> **Exercise aim**:
Extract all of the entries and set them down verbatim.

[Opening Input material section]

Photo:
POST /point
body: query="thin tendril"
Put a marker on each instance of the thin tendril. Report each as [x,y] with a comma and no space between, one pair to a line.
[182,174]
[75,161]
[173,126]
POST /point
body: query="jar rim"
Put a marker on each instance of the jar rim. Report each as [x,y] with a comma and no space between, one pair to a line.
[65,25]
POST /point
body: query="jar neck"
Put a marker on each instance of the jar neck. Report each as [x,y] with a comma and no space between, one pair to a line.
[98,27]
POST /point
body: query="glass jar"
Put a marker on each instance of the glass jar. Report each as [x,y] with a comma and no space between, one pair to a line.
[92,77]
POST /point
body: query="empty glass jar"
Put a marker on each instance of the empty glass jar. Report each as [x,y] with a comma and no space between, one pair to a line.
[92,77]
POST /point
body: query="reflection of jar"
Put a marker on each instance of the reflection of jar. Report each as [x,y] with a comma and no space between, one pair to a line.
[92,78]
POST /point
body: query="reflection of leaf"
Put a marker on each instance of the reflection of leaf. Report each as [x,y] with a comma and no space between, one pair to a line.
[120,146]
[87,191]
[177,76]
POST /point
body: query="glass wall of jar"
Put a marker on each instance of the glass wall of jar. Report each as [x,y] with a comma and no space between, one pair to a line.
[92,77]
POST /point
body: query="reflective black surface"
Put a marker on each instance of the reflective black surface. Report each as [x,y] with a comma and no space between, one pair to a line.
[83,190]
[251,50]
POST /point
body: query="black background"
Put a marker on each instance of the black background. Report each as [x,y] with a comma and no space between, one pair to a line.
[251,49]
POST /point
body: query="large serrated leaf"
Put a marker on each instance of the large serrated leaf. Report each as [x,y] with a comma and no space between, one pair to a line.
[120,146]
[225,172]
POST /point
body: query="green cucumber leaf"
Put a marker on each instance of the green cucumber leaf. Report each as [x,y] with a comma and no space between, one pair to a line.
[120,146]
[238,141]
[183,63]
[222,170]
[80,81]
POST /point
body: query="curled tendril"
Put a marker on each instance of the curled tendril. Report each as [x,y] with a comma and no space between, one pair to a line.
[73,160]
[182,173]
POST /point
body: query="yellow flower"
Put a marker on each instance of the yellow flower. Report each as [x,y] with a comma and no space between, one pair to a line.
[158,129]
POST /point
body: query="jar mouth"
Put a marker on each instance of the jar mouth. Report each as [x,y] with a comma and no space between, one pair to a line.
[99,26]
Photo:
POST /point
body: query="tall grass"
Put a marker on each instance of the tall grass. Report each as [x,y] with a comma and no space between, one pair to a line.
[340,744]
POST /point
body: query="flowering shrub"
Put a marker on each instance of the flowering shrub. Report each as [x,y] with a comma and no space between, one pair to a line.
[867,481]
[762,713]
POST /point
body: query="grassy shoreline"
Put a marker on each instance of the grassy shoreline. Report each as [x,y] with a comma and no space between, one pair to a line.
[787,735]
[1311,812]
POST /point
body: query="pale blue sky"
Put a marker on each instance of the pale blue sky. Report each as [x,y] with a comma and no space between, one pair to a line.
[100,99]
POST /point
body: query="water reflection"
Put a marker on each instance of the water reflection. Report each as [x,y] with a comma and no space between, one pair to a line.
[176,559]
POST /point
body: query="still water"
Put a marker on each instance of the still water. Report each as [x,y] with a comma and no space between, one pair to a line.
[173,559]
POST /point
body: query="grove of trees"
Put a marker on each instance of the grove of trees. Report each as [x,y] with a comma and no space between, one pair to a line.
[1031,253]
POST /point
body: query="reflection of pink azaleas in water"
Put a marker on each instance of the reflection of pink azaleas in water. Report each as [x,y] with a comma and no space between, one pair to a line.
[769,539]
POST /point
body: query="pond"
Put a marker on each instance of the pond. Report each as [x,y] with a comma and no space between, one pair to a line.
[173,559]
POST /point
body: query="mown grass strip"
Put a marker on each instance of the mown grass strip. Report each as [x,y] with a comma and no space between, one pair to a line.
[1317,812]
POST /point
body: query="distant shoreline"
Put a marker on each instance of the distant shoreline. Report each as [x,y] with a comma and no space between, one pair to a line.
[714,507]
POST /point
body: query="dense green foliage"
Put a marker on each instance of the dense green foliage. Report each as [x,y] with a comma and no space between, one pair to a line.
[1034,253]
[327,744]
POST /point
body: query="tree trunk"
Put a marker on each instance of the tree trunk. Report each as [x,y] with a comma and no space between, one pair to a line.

[Closing Input material section]

> **Output for this task**:
Photo:
POST /point
body: query="thin tendril"
Put a marker on each instance of the thin tendril. Report each as [x,y] with a comma and no space between, one pair to a line.
[182,174]
[75,161]
[173,126]
POST /point
body: query="jar rim"
Put a marker on each instance of the jar rim. Report each as [x,y] with a comma and no space between, one pair to a line.
[65,25]
POST /point
body: query="jar neck"
Put a marker on each instance of the jar neck. Report each as [x,y] with a comma and no space between, one pair to a line.
[98,27]
POST /point
body: query="glass jar"
Put a marker on each instance of the glass jar. Report each as [x,y] with a comma and no space between, one pair to a line.
[92,77]
POST /point
body: query="empty glass jar"
Put a marker on each instance of the empty glass jar. Report each as [x,y] with a comma and no space between, one pair to a line.
[92,77]
POST /point
body: query="reflection of jar"
Put a marker on each instance of the reflection of jar. Report each as [x,y] with a comma and no space between, one pair to a line.
[92,78]
POST /point
body: query="reflection of leaf"
Put a marker on each instance of the reflection of leaf. Report each as [x,y] with a comma and no space between, one pair to a line.
[120,146]
[87,191]
[177,76]
POST /point
body: query="glass wall of jar"
Put a marker on each instance of the glass wall of jar. Report each as [x,y] with a comma and no space between, one pair to a line.
[92,77]
POST /point
body: query="reflective black surface"
Put a marker on each instance of the reflective black surface. Report each as [x,y] with a comma and no space between, one pair to a line.
[83,190]
[251,50]
POST /point
body: query="black background"
Put a marker on each instance of the black background. Report each as [x,y] with a comma and no space between, one pair to a line.
[251,49]
POST /point
body: query="large serrated leaf"
Put a marker on each instance of the large serrated leaf. Report each as [x,y] with a comma and no space between, one pair to a line.
[120,146]
[225,172]
POST /point
body: query="green cucumber leaf"
Put a marker on each instance of the green cucumber leaf. Report each as [x,y] with a comma and no space between, one pair to a line.
[120,146]
[238,141]
[183,63]
[222,170]
[80,81]
POST /point
body: query="curled tendril"
Put a marker on each instance of the curled tendril. Report each as [x,y] with a comma and no space between, one pair to a line.
[73,160]
[182,173]
POST /point
body: query="yellow flower"
Put a marker on each instance of the yellow flower. Report each as [x,y] with a comma and no space between, one pair to a line.
[158,129]
POST /point
body: query="jar mouth"
Put a marker on each instance of the jar mouth. Report each as [x,y] with a comma and no space between, one pair to a line.
[99,26]
Photo:
POST /point
body: query="tall grass"
Put a marker on each instance of the tall grass. Report each as [x,y] with a comma and no space between, one pair to a line.
[340,744]
POST /point
body: query="flowering shrub"
Put a marker on each instance of the flowering shrub. Report each as [x,y] with a comma and no space between, one pair to a line.
[867,481]
[762,713]
POST /point
body: query="grassy shoreline"
Put a marker on each instance of the grassy shoreline. Report each as [x,y] with a comma and no space between, one pair to a line.
[787,735]
[1311,812]
POST /point
body: query="pale blue sky"
Put a marker on each instance of the pale blue sky. Report each as [x,y] with a comma and no space between, one pair to a line.
[100,99]
POST /point
body: query="water reflection"
Put a marker on each instance of the water reflection. Report each as [x,y] with a comma and no space between, one pair to a line.
[176,559]
POST /point
body: query="still water"
Put a marker on each instance of the still water. Report each as [x,y] with a comma and no space between, one pair to a line.
[173,559]
POST /point
body: query="grove of trees"
Put a marker on each instance of the grove of trees. Report each as [x,y] with a comma and no space between, one pair to a line.
[1031,253]
POST /point
body: query="reflection of pink azaleas in water"
Put a marker on each instance of the reflection of pink azaleas in water. Report each as [x,y] with a comma and no space between, one pair to a line.
[769,539]
POST /point
body: query="pond"
Put a marker on each instance of the pond. Report each as [x,y] with a comma and no space between, one pair to a line.
[173,559]
POST /point
body: query="mown grass strip"
Put a marker on each instance of the mown grass strip. Report each as [x,y] with a comma and no space between, one pair to a line.
[1317,812]
POST /point
body: query="distant shoreline"
Put a marker on each instance of the distant shoreline. Report each as [x,y] with a comma and no space between, one pair to a line.
[714,507]
POST /point
body: query="dense green foliage"
Put a marker on each instance of the dense green foliage. Report each as [x,y] with a comma and no space between, one pair to a line.
[1034,253]
[327,744]
POST /point
body: query="tree trunk"
Put a marker on each instance of the tree trunk. Report each as [x,y] with a comma and no space between, one pair to a line.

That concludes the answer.